What is needed: Please copy out every line in the records below that includes the word "positive".

Data:

"""

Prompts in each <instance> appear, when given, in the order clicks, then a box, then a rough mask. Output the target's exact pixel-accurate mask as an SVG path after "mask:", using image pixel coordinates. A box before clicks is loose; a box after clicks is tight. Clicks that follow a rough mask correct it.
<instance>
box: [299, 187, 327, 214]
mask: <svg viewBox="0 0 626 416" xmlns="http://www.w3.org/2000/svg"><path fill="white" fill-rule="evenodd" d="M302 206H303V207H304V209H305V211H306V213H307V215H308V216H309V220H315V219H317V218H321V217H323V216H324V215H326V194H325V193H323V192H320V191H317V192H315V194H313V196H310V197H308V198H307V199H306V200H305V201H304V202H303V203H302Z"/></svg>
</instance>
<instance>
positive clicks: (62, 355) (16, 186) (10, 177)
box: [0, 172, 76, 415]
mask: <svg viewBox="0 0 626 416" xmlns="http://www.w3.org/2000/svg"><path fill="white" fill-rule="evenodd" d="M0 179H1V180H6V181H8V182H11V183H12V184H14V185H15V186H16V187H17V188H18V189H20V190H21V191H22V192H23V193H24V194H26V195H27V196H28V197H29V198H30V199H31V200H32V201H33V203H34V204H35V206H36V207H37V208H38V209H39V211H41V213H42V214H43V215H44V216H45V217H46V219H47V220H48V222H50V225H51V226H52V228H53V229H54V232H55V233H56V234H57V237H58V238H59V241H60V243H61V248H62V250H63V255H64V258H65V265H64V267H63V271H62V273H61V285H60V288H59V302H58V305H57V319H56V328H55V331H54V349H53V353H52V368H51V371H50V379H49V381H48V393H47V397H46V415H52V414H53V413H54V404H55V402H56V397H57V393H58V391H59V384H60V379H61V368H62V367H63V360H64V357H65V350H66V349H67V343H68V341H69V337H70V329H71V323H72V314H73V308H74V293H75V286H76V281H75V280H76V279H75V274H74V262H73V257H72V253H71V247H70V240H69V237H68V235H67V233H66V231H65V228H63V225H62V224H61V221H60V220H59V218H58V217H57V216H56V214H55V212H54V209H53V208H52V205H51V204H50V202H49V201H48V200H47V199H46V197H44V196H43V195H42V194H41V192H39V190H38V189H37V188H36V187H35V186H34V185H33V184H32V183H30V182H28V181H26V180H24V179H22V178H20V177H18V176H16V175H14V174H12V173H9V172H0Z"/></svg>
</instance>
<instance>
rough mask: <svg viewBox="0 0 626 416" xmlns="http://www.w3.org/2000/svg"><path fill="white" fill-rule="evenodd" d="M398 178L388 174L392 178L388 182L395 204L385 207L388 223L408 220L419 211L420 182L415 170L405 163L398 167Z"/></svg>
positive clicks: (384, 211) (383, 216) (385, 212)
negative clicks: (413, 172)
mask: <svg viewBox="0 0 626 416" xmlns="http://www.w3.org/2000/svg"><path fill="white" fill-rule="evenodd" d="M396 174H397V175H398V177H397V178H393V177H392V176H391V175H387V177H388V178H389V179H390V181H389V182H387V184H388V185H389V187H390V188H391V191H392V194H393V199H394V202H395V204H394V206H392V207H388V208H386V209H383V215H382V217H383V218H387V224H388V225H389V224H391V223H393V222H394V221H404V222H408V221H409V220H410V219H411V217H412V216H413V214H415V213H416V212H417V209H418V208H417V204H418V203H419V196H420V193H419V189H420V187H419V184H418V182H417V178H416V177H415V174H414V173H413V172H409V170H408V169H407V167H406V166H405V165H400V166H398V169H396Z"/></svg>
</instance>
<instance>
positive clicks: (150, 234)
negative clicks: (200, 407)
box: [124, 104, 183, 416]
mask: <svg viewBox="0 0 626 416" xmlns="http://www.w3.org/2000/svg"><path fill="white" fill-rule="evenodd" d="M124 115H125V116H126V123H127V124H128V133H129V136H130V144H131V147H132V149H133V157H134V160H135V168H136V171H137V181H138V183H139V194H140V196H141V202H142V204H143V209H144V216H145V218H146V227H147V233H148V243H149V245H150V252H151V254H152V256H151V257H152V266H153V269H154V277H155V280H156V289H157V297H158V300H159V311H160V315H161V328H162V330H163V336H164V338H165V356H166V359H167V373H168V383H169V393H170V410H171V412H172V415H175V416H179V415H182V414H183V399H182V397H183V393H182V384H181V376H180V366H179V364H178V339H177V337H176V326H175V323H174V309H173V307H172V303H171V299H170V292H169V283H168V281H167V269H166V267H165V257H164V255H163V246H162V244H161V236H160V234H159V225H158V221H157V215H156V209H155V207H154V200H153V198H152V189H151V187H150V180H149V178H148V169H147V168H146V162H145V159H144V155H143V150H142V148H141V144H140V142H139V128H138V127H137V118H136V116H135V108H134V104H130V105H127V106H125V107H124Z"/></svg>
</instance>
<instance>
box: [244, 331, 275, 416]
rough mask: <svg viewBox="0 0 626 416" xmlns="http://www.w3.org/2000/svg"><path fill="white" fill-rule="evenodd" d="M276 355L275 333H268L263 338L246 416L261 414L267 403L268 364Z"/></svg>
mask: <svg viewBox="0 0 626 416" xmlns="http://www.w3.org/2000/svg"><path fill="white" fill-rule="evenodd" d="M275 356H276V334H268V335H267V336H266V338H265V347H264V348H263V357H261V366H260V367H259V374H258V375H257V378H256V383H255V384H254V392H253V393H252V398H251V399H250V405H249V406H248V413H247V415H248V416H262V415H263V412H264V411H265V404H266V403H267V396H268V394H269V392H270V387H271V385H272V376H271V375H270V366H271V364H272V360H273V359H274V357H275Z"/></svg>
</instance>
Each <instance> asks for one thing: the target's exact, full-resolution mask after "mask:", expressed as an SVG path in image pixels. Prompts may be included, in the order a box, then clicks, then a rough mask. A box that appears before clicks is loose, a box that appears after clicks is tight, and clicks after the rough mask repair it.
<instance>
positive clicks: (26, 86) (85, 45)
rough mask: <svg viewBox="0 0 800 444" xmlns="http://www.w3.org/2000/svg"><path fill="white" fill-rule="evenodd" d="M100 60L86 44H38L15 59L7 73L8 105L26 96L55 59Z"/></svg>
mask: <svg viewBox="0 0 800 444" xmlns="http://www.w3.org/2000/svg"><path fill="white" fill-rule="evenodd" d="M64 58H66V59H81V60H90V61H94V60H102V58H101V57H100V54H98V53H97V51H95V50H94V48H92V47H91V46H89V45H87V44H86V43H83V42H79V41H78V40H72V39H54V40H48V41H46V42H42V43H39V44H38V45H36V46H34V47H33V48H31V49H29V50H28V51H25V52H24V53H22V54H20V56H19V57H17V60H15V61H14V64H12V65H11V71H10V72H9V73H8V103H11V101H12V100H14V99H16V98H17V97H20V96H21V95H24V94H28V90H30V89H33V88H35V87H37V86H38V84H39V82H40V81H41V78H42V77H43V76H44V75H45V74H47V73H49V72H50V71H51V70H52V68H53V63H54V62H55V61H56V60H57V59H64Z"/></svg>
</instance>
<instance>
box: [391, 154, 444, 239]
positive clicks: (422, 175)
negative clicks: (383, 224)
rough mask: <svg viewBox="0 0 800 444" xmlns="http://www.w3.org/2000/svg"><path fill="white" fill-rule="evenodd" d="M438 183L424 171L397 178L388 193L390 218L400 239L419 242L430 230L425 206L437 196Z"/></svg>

"""

Result of the exercise:
positive clicks: (62, 355) (16, 186) (10, 177)
positive clicks: (384, 211) (383, 216) (385, 212)
positive clicks: (150, 234)
positive clicks: (26, 86) (85, 45)
positive clicks: (422, 175)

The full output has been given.